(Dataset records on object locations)
#####

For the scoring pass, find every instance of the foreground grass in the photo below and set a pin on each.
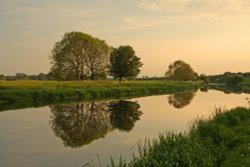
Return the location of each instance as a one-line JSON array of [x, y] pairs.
[[42, 92], [222, 141], [245, 85]]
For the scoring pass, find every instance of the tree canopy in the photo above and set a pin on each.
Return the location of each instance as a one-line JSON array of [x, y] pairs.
[[79, 56], [124, 63], [181, 71]]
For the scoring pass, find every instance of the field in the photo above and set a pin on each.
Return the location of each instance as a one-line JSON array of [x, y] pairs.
[[223, 140], [246, 84], [40, 92]]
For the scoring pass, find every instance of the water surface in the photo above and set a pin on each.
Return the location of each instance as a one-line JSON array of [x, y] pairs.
[[77, 133]]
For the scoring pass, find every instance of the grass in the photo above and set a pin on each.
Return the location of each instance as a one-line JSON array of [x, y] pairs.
[[222, 141], [245, 85], [44, 92]]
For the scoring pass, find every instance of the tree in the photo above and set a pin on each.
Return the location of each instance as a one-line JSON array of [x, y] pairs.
[[78, 56], [180, 100], [124, 63], [181, 71]]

#####

◆ Description of the task
Reproduce the listing word for word from its first line up to and including the line with "[[79, 56], [124, 63], [181, 71]]". Leave the pictures out.

◆ Completed task
For the scoring pass, find every instance of the foreground grass in the photo below and set a pin on each.
Return the location of each instance as a one-line JSON array of [x, y] pairs.
[[42, 92], [222, 141], [245, 85]]
For the scoring pass, find every instance of the tree canopy in the photo above and set a pin on each.
Return the location of each instance as a one-line JSON array of [x, y] pairs.
[[79, 56], [124, 63], [181, 71]]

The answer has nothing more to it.